● **Aim of the task**: Copy the data word for word, starting with the line that contains "Target: white sideline marking" and continuing through the final line of the data.

● **Material to process**:
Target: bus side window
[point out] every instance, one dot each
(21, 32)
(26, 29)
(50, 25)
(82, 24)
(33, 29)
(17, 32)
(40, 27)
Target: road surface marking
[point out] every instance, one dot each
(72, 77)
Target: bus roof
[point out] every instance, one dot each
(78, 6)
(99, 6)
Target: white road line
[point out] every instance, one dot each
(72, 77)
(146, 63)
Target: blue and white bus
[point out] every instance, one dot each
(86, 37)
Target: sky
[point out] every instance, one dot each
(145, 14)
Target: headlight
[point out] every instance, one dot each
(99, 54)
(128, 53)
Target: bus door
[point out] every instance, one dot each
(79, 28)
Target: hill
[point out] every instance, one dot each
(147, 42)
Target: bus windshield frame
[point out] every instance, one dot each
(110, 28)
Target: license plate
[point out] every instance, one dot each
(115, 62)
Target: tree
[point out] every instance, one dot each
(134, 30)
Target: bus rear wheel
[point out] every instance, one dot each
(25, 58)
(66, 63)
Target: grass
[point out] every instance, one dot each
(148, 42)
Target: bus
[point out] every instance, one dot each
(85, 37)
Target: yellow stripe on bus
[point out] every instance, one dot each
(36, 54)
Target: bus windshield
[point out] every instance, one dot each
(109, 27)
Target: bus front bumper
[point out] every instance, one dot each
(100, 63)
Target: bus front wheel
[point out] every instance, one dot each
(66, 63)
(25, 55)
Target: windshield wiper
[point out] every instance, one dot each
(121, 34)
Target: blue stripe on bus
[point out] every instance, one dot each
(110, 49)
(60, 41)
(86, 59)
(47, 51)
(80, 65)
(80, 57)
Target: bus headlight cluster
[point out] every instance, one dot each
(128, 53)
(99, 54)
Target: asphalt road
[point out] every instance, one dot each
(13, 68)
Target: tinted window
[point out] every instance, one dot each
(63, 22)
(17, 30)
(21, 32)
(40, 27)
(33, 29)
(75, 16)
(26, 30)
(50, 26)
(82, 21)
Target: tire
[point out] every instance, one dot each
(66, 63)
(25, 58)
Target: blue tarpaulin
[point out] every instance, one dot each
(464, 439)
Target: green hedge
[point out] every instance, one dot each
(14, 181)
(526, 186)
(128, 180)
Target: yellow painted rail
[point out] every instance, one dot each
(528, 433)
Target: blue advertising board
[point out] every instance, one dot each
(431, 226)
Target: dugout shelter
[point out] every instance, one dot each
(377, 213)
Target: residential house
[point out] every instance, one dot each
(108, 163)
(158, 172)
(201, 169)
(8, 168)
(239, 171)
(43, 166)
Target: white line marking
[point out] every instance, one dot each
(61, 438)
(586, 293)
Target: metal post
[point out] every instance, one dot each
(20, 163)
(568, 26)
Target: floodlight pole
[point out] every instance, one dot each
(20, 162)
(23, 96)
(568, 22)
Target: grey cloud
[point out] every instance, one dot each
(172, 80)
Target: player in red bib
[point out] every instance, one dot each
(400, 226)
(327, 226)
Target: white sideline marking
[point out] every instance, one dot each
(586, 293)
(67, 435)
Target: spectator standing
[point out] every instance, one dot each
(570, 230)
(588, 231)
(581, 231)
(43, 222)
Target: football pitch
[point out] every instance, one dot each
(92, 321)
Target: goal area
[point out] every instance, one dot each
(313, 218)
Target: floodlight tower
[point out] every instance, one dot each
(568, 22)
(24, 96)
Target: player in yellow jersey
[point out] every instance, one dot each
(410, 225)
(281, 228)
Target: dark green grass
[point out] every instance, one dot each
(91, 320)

● **Worked answer**:
Target: white sideline marking
[point out] every instance, one dot each
(586, 293)
(67, 435)
Target: spectator standing
[point out] every instance, one dot each
(570, 230)
(588, 231)
(581, 231)
(43, 222)
Target: football pitch
[point out] every instance, one dot each
(92, 321)
Target: goal area
[point out] every instance, one dot each
(313, 218)
Target: floodlight tower
[point out] every instance, one dot each
(568, 22)
(24, 96)
Target: player in yellow jersey
[point out] every instance, one dot each
(410, 225)
(281, 228)
Target: dark green grass
[point out] every instance, one dot each
(91, 320)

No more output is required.